Source data ::
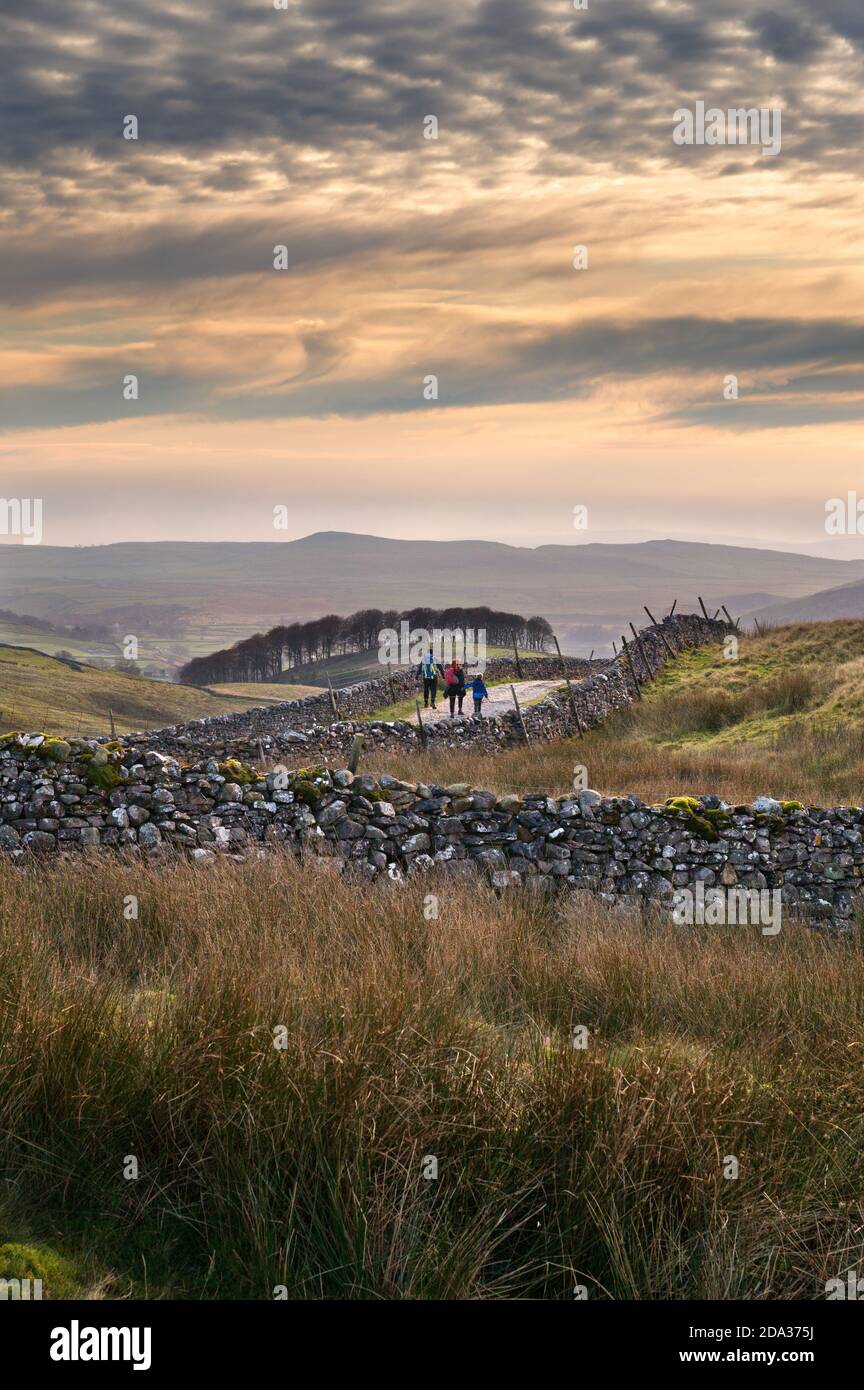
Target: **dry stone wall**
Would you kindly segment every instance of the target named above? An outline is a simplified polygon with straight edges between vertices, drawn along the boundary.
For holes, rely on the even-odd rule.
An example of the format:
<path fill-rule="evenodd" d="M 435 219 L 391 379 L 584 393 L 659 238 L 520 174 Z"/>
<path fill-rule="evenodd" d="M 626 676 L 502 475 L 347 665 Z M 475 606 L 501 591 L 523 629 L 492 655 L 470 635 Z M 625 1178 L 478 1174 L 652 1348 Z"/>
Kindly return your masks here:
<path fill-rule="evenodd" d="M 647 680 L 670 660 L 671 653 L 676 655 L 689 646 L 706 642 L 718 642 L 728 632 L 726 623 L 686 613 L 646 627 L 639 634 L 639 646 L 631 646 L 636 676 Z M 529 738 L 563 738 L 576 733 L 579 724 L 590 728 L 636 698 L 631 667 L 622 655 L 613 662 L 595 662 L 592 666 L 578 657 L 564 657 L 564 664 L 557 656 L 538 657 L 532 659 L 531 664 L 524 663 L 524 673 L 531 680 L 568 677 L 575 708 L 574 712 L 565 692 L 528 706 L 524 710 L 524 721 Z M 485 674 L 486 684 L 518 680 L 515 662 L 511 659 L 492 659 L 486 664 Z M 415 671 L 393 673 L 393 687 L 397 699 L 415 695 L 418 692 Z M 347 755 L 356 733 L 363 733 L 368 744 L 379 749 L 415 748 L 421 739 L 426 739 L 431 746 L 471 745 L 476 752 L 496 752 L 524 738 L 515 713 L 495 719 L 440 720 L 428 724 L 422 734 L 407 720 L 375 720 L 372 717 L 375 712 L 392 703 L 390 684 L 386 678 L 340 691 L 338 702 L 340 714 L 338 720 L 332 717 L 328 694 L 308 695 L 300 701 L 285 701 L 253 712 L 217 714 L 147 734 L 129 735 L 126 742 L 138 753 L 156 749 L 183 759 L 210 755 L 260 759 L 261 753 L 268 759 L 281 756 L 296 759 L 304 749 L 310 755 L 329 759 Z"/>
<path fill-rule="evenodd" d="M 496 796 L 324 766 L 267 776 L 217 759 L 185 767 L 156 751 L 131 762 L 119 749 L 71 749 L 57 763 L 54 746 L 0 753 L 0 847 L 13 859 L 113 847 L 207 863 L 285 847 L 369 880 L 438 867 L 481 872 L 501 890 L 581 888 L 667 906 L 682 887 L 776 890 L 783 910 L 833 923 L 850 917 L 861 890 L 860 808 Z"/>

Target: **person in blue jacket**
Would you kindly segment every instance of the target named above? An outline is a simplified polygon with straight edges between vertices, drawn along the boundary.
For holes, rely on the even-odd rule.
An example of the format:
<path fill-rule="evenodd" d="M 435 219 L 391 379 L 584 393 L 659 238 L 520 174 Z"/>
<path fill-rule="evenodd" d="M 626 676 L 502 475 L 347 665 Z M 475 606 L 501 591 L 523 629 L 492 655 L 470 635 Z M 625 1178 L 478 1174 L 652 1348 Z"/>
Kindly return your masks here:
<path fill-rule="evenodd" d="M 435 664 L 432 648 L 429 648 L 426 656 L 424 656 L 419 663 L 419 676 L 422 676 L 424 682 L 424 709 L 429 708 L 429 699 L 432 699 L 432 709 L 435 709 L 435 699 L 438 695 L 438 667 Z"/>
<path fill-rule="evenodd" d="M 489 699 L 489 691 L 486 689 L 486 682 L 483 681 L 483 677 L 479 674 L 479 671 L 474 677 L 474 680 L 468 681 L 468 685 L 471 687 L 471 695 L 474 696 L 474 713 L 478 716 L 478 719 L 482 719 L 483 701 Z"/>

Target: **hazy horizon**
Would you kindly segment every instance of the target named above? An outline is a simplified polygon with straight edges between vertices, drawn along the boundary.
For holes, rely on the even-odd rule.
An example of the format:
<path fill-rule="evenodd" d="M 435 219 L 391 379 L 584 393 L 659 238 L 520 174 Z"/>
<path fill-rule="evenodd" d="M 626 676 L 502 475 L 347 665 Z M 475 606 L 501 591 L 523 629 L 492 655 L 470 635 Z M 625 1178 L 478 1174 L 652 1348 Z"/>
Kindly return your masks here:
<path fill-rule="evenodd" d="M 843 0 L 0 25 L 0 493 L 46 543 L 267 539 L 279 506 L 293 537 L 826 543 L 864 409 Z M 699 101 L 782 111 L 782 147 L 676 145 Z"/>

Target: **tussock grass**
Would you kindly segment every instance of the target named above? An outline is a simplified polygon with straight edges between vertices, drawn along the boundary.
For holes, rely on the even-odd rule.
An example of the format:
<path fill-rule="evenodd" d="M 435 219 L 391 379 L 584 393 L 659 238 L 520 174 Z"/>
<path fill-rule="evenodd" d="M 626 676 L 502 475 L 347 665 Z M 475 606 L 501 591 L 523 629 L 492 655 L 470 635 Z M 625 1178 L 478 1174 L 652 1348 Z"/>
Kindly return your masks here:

Given problem :: Reproduce the lines from the one containing "Target: **person in blue jacket**" through the one containing "489 699 L 489", requests included. Multiply every coordinate in the answer outlines by 1.55 and round to whole numbers (halves up), but leave the numbers in the requests and their format samples unchanged.

Output for this task ::
Target: **person in blue jacket**
Would you kindly segment every instance of the target named above? An outline is a simplified polygon with straight edges between vertices, drawn along the boundary.
For holes, rely on the even-odd rule.
An example of the format:
<path fill-rule="evenodd" d="M 435 219 L 391 379 L 584 393 L 659 238 L 520 174 Z"/>
<path fill-rule="evenodd" d="M 626 676 L 502 475 L 347 665 Z M 475 606 L 501 591 L 523 629 L 492 655 L 470 635 Z M 625 1178 L 478 1174 L 652 1348 Z"/>
Kindly return your masks here:
<path fill-rule="evenodd" d="M 674 1029 L 670 1004 L 665 1004 L 660 1017 L 657 1017 L 649 1028 L 649 1048 L 654 1048 L 657 1057 L 657 1099 L 665 1097 L 665 1083 L 670 1083 L 670 1099 L 674 1099 L 674 1083 L 679 1077 L 679 1034 Z"/>
<path fill-rule="evenodd" d="M 758 1083 L 758 1071 L 753 1068 L 753 1057 L 749 1056 L 749 1049 L 742 1045 L 742 1040 L 735 1049 L 735 1054 L 725 1056 L 725 1062 L 730 1065 L 730 1077 L 735 1079 L 735 1105 L 741 1110 L 741 1114 L 747 1114 L 749 1087 Z"/>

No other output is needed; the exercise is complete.